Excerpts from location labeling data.
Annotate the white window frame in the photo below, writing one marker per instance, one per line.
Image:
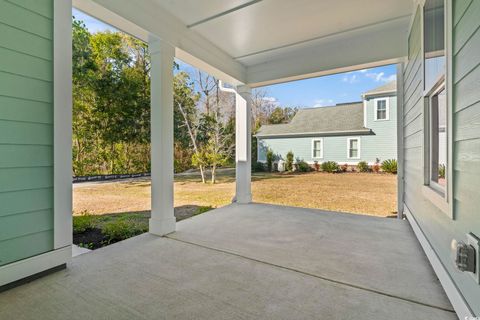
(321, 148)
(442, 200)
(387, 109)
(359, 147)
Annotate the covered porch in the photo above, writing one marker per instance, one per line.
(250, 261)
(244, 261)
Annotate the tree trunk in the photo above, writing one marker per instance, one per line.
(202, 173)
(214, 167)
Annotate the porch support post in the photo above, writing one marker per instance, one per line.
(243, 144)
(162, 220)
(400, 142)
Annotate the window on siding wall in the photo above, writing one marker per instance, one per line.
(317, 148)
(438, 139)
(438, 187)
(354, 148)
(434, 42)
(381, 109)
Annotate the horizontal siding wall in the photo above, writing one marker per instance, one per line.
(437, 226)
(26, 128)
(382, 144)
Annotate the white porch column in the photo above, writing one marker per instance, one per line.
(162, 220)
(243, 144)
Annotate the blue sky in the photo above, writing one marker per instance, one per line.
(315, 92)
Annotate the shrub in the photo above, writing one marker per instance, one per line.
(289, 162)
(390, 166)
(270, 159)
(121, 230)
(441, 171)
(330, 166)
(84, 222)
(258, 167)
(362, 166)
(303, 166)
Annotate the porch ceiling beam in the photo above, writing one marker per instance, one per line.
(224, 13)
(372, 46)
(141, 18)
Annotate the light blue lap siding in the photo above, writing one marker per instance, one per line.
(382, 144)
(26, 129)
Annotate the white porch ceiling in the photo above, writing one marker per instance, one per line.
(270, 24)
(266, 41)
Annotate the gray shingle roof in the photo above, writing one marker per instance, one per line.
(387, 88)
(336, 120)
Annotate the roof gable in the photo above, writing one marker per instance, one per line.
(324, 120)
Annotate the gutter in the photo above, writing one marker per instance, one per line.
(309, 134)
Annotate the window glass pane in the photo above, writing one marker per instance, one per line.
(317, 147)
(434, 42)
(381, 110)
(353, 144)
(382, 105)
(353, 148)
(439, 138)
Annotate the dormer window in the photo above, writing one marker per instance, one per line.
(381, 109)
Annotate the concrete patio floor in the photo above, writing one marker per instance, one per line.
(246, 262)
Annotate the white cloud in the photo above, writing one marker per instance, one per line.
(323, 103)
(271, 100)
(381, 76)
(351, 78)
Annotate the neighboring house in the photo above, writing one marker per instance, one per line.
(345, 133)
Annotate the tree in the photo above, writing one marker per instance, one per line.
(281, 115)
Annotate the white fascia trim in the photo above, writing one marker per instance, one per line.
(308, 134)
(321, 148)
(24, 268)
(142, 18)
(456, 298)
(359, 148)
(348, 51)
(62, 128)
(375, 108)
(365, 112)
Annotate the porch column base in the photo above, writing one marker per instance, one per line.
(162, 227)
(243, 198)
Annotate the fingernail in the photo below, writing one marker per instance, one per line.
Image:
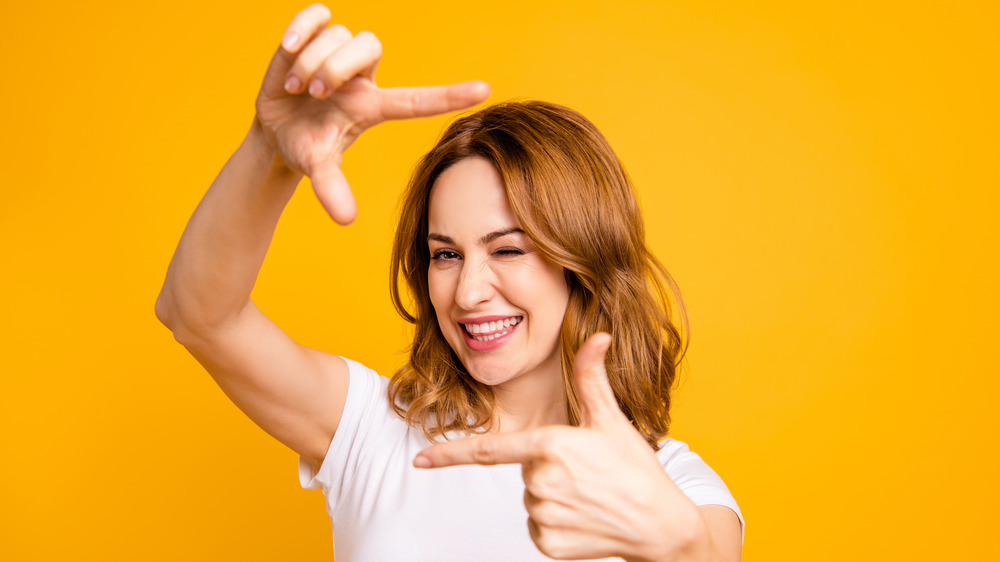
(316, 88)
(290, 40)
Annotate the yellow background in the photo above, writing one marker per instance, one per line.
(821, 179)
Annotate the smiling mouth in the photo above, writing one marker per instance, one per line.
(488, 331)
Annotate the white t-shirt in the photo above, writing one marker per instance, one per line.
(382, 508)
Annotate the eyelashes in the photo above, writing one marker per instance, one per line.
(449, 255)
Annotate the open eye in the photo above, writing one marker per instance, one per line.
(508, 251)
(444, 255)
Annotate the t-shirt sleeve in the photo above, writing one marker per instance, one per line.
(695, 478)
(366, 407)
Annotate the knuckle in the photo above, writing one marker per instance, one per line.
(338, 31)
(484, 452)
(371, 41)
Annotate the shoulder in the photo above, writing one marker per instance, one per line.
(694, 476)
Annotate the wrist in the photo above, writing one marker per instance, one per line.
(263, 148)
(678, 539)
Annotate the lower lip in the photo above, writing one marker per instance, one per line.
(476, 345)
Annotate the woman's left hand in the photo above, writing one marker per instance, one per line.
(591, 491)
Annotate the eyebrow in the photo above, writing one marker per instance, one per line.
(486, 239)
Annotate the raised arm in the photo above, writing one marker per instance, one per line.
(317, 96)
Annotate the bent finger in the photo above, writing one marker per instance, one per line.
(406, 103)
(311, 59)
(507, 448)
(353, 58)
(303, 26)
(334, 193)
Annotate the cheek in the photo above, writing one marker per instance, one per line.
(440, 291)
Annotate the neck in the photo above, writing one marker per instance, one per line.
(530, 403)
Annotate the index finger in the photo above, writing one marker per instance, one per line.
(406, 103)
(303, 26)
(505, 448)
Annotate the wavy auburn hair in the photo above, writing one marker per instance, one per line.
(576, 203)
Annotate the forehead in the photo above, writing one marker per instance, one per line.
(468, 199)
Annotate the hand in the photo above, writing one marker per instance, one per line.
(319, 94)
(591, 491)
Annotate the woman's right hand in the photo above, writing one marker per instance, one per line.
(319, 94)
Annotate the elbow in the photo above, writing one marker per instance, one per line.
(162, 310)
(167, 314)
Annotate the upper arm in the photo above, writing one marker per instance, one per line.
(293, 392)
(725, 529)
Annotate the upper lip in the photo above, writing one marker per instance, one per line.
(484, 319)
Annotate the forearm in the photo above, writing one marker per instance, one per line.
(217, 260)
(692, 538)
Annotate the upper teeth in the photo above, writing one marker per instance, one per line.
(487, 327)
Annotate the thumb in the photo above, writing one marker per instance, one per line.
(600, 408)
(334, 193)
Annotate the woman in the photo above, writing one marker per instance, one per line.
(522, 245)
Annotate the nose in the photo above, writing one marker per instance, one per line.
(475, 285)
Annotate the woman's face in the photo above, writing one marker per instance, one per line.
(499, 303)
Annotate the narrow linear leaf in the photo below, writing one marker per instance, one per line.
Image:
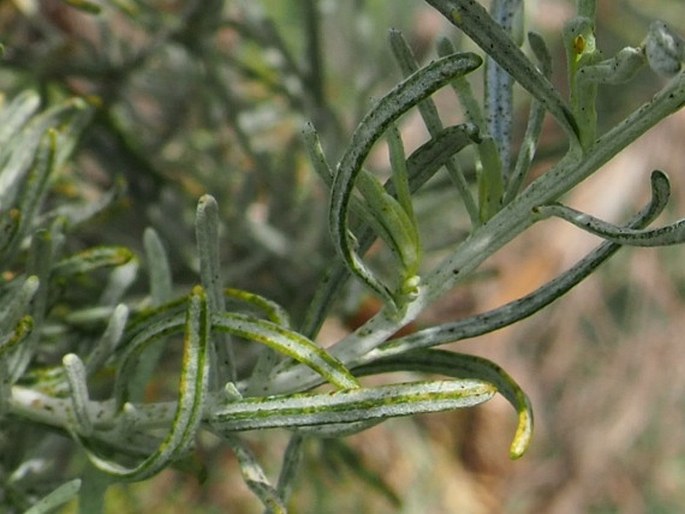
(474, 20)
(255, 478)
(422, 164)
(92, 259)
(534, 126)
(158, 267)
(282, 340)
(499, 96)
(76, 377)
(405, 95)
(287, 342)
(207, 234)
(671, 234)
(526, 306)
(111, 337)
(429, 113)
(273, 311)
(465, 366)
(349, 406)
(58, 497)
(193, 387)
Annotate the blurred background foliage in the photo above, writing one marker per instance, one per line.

==

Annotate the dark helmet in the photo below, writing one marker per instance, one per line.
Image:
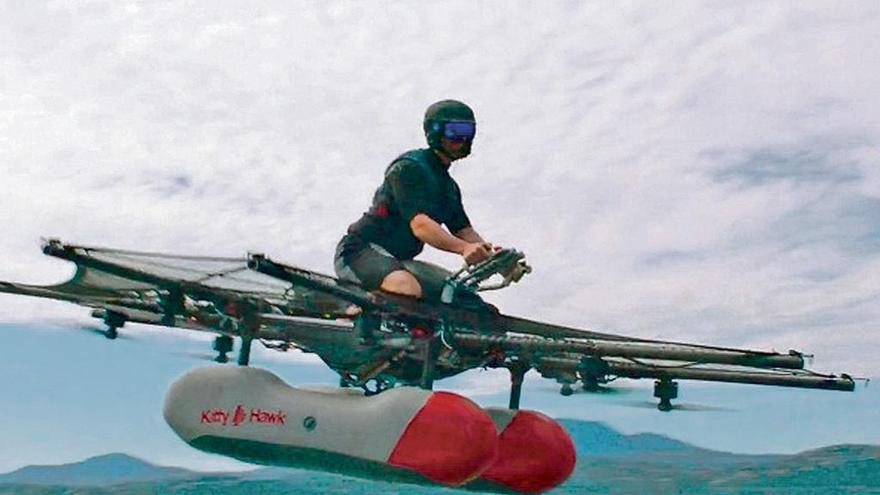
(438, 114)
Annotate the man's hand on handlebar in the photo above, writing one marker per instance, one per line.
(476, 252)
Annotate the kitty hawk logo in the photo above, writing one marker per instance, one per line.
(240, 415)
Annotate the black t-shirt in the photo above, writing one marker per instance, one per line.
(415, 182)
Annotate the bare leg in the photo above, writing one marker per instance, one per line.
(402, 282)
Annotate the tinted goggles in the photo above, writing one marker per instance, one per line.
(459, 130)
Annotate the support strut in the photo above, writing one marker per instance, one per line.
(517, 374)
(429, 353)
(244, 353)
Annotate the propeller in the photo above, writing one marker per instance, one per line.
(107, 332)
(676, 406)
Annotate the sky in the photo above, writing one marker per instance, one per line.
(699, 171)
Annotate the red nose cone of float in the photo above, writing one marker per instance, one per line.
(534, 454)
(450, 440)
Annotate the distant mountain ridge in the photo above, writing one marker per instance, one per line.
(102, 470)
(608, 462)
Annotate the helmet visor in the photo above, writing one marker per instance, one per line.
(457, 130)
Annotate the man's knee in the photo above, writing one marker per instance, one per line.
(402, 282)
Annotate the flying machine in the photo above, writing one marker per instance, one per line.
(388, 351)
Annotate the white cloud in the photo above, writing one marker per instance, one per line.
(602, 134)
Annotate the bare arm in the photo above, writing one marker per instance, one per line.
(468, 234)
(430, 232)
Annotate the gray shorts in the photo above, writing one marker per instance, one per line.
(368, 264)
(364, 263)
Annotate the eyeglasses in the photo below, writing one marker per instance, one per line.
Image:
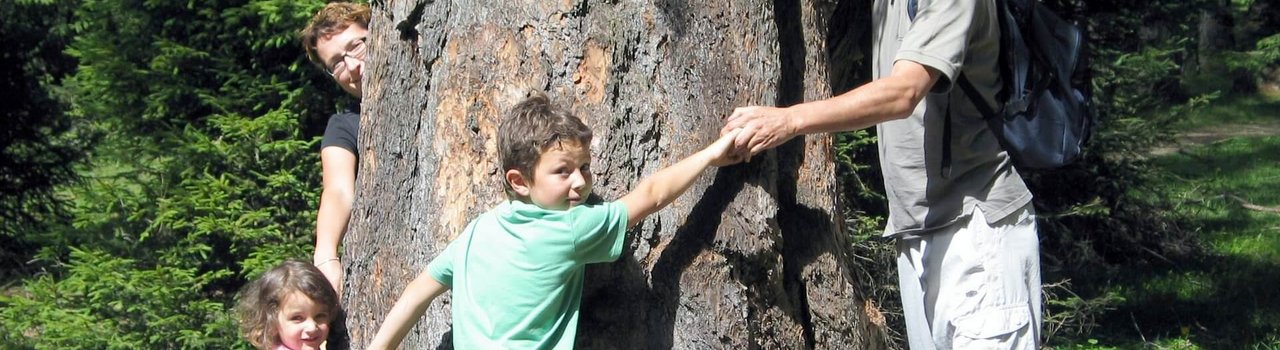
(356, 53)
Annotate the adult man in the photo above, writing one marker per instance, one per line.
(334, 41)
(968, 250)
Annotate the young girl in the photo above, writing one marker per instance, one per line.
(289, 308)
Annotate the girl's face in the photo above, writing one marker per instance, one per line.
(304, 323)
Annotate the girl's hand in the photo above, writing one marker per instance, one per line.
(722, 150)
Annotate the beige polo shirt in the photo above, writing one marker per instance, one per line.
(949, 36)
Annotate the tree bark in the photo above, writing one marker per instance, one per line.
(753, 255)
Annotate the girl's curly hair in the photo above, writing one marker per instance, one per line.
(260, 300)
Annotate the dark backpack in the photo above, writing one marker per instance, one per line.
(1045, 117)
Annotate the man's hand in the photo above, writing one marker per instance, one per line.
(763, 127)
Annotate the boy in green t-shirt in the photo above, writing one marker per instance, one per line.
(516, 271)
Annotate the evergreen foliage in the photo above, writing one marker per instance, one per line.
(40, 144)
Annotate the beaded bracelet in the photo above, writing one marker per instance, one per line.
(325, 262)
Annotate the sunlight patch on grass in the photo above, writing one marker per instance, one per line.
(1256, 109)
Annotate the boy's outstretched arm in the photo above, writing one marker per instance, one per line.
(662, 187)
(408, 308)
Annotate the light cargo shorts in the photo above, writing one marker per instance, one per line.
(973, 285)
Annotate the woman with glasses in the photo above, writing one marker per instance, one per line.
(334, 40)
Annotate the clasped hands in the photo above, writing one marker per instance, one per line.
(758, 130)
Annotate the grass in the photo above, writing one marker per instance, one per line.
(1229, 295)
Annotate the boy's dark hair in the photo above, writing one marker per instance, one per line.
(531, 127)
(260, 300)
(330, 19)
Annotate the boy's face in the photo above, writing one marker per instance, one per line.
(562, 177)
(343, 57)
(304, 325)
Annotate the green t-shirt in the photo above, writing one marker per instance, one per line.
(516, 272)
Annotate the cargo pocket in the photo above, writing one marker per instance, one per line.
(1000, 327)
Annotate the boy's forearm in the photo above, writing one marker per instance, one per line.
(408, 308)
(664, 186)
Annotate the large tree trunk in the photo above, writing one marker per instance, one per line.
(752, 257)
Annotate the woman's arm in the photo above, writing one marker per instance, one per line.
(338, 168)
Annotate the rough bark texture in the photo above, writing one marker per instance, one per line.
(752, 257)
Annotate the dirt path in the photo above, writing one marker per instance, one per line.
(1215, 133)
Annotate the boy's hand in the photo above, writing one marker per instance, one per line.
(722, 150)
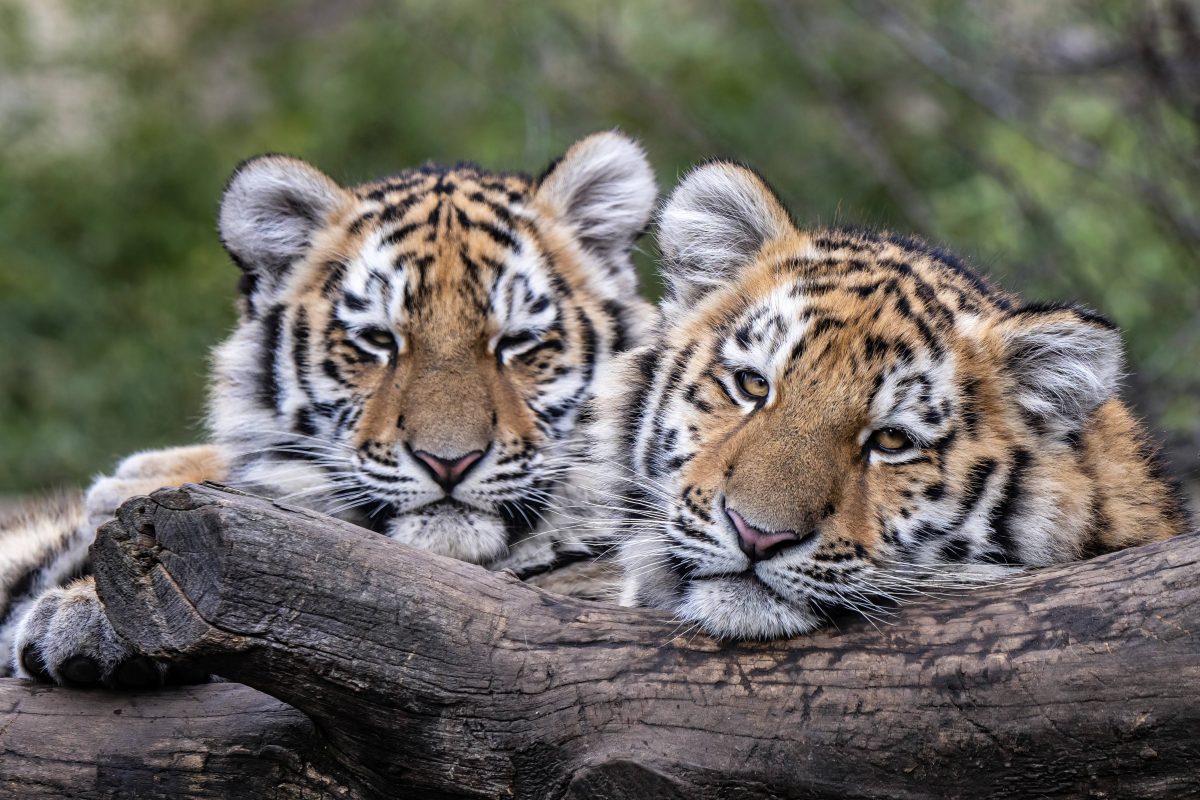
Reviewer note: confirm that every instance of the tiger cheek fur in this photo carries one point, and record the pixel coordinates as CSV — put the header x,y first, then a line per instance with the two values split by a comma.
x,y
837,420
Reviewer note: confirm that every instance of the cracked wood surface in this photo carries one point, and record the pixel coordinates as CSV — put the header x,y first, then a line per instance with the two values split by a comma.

TASK DETAILS. Gather every line in the items above that contains the string "cargo". Treat uppercase and lowercase letters as different.

ANSWER TO THE EXERCISE.
Annotate the light cargo shorts in the photo above, writing one marker per instance, one per line.
Annotate the cargo pocket in the photo above, writing one marker per instance, one per line.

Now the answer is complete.